§ The request: Please copy the stretch of the listing from the line containing "Mark the white" through the end of the listing, swapping "white polo shirt" for "gray polo shirt" and leaving everything else as it is.

========================================================================

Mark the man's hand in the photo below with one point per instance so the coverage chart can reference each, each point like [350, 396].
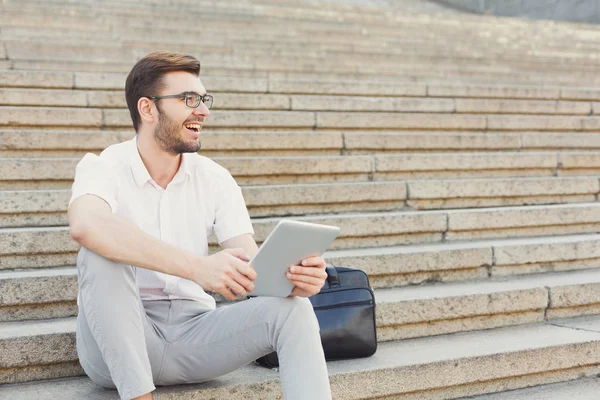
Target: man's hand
[226, 272]
[308, 277]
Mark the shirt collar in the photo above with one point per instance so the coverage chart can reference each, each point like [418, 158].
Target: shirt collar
[141, 174]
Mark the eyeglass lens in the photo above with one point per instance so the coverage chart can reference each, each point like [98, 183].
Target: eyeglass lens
[193, 100]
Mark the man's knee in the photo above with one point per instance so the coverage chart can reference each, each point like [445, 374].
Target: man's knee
[93, 263]
[297, 312]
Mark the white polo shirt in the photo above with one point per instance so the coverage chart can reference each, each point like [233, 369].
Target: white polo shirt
[202, 197]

========================================================================

§ Correct answer:
Mark the gray polo shirt in the photo above with one point per instance so the coverage chart can reference each, each point like [233, 369].
Target: gray polo shirt
[202, 197]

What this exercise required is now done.